* EXTRAIT DE PAGE *
--------------------------------

René Maran (1887–1960) occupe une place singulière dans l’histoire littéraire française. Écrivain d’origine guyanaise et martiniquaise, il fut le premier auteur noir à recevoir le prix Goncourt, en 1921, pour son roman Batouala. À travers ses œuvres, il a ouvert un espace inédit pour la voix des colonisés dans la littérature francophone.
Officiellement né le 5 novembre 1887 à Fort-de-France, René Maran voit en réalité le jour en mer, lors du voyage de ses parents depuis la Guyane française, rejoignant la Martinique. Issu d’une famille guyanaise, il est envoyé en internat à Bordeaux, où il suit des études classiques.
Une carrière dans l’administration coloniale
En 1912, il intègre l’administration coloniale en Afrique équatoriale française (AEF), où il occupe divers postes pendant plus de dix ans. Témoin direct des abus et des dérives du système colonial, ses expériences africaines nourriront sa réflexion et sa littérature.
Batouala : le Goncourt de la rupture
En 1921, René Maran publie Batouala, roman nourri de six années d’observation et d’écriture. L’ouvrage, sous-titré « véritable roman nègre », dépeint la vie quotidienne d’un village africain sous domination coloniale.
La préface, audacieuse pour l’époque, dénonce les abus de la mission civilisatrice française. Sans remettre en cause l’intégralité du système colonial, elle en souligne les contradictions et les injustices. Cette lucidité lui vaut l’hostilité d’une partie de l’establishment colonial, mais aussi une reconnaissance littéraire inédite.
Le roman obtient le prix Goncourt, une première historique pour un auteur noir.

--------------------------------

* DONNÉES EXTRAITES *

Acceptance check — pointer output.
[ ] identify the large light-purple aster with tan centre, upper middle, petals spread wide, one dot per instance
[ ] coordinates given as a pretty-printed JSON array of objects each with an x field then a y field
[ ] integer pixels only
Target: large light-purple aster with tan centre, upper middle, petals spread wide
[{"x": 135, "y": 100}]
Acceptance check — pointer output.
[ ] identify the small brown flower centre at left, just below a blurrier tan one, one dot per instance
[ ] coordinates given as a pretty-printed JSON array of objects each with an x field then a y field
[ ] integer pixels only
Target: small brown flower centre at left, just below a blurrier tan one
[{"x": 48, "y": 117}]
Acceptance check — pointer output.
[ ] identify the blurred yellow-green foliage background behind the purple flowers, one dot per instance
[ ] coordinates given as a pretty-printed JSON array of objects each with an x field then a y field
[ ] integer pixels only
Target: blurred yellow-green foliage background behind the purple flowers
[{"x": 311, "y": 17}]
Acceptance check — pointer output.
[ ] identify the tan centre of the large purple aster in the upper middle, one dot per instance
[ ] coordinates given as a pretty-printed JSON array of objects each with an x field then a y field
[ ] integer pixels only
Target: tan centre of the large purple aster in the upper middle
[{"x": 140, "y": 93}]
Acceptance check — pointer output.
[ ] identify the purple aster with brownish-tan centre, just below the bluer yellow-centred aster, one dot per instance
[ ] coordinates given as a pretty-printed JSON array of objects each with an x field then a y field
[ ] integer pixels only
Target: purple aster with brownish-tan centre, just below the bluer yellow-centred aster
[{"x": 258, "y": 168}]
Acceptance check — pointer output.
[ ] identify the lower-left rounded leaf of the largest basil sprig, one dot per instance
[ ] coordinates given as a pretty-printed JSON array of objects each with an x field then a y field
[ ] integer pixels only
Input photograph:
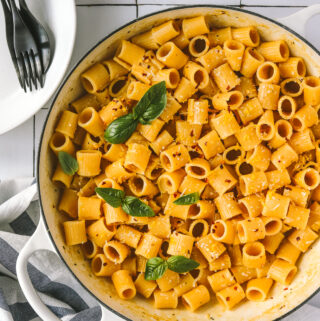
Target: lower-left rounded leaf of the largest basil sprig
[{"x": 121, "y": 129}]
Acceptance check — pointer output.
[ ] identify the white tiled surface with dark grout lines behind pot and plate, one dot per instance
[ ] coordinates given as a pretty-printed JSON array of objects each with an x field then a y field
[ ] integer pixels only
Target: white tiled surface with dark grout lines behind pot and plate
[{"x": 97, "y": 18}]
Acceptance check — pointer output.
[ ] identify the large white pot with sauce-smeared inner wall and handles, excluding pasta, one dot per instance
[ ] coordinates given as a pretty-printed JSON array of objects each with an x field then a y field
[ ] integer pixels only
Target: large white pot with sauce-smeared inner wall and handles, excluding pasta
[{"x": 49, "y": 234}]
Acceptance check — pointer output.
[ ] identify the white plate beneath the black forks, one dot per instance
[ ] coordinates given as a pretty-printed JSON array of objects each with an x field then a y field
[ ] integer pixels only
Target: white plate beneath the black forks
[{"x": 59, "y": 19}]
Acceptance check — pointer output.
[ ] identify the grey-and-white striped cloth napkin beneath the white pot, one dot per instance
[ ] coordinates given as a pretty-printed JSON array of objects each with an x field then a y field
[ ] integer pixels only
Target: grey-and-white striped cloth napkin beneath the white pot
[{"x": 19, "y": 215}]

--------------------------------

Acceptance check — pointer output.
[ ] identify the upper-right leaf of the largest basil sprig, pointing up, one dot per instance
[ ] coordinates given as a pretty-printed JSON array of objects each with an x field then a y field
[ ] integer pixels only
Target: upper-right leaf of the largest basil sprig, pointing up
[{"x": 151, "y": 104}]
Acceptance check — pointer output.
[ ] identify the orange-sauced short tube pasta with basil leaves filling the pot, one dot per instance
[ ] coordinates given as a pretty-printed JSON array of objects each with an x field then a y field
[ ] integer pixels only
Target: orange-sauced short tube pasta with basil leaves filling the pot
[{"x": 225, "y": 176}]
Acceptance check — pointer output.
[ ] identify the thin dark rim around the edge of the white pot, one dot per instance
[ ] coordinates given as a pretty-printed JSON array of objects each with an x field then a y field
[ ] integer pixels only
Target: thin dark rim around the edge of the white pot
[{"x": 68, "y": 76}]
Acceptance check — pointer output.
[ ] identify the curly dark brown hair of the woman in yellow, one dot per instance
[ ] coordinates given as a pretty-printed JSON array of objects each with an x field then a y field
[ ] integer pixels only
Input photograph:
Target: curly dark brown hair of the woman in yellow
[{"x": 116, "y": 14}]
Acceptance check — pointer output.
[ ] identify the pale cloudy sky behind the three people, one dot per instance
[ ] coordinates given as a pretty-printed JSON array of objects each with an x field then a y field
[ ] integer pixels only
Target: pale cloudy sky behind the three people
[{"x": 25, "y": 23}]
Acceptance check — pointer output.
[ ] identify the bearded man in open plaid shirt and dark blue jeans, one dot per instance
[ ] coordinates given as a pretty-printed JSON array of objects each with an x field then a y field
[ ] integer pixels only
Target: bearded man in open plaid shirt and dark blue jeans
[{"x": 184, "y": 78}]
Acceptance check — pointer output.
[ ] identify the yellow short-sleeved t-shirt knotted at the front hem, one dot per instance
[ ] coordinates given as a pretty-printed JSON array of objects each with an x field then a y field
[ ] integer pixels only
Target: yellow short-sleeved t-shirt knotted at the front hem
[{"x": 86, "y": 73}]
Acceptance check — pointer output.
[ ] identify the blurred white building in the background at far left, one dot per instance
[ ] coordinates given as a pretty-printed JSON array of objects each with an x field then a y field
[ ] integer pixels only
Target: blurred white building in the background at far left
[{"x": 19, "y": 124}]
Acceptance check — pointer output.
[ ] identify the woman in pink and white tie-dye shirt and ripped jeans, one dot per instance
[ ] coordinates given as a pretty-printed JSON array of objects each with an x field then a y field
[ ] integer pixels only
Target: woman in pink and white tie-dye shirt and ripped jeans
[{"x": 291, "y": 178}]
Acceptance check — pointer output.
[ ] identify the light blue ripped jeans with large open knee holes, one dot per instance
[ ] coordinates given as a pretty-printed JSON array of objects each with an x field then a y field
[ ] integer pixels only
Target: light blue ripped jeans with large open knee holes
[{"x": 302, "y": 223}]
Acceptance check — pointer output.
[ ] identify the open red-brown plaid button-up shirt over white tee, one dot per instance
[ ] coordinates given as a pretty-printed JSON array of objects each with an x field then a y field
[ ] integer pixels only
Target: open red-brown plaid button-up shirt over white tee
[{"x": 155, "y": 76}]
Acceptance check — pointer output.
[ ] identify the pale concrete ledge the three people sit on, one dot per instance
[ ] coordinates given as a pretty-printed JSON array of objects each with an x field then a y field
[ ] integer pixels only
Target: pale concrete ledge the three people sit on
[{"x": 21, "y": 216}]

--------------------------------

Recopiez, dans le texte sur René Maran, le passage qui commence par les mots contenant « Officiellement né le » et s'achève sur « sous domination coloniale. ». Ce matériau n'a aucun rapport avec le texte sur René Maran.

* RÉPONSE FINALE *
Officiellement né le 5 novembre 1887 à Fort-de-France, René Maran voit en réalité le jour en mer, lors du voyage de ses parents depuis la Guyane française, rejoignant la Martinique. Issu d’une famille guyanaise, il est envoyé en internat à Bordeaux, où il suit des études classiques.
Une carrière dans l’administration coloniale
En 1912, il intègre l’administration coloniale en Afrique équatoriale française (AEF), où il occupe divers postes pendant plus de dix ans. Témoin direct des abus et des dérives du système colonial, ses expériences africaines nourriront sa réflexion et sa littérature.
Batouala : le Goncourt de la rupture
En 1921, René Maran publie Batouala, roman nourri de six années d’observation et d’écriture. L’ouvrage, sous-titré « véritable roman nègre », dépeint la vie quotidienne d’un village africain sous domination coloniale.